- **What needs to be done**: Format the rows below as a numbered list, omitting blank lines and excluding the pictures.

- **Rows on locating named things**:
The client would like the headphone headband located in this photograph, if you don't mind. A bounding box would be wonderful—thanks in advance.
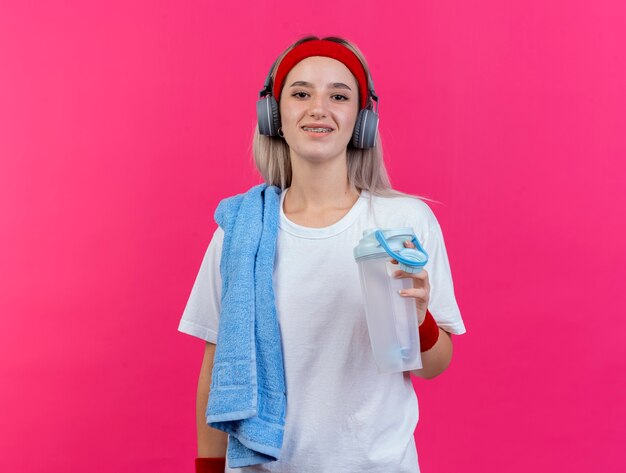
[266,39,368,109]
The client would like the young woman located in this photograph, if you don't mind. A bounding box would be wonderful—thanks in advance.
[179,37,465,473]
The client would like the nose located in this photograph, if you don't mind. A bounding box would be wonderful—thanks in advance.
[309,94,328,117]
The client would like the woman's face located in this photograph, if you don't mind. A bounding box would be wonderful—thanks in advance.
[280,56,359,162]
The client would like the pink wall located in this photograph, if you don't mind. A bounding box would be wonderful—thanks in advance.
[0,0,626,473]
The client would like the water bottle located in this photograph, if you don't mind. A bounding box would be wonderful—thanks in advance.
[354,227,428,373]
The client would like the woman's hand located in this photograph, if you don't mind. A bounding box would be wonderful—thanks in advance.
[391,241,430,325]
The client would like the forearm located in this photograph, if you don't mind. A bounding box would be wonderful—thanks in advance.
[196,346,228,458]
[411,328,452,379]
[196,390,228,458]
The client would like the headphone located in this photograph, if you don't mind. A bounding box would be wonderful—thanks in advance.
[256,60,379,149]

- **Worked solution**:
1. The client would like the headphone headband located in this photograph, if you don't mind. A bounding box would be wonderful—thanks in advance.
2. [266,39,368,109]
3. The client would like the young woman located in this photograph, if you don't mind. A bounding box would be wonderful—thanks in advance.
4. [179,37,465,473]
5. The client would like the nose located in this photograph, if you don't mind. A bounding box would be wonderful—thanks in advance.
6. [309,94,328,117]
7. The client would like the woman's face located in this photograph, if you don't mind. A bounding box would be wonderful—thanks in advance.
8. [280,56,359,162]
9. The client would like the pink wall located in this photograph, if you don't mind. A bounding box would be wonderful—thanks in advance.
10. [0,0,626,473]
11. The client would like the water bottle located in this photograph, if you don't mind. A bounding box would be wonderful—thanks in advance.
12. [354,227,428,373]
13. The client would like the woman's hand located in this photograph, if you don't mind. A bounding box would be wonderful—thanks in advance.
14. [391,241,430,325]
15. The client would like the forearm located in this photograph, if you don't mind. A bounding box would be wonderful—thanks in advance.
16. [196,346,228,458]
17. [411,328,452,379]
18. [196,390,228,458]
19. The client would like the headphone located in this photograph, if you don't mind. A bounding box would be wonderful—thanks in advance.
20. [256,60,379,149]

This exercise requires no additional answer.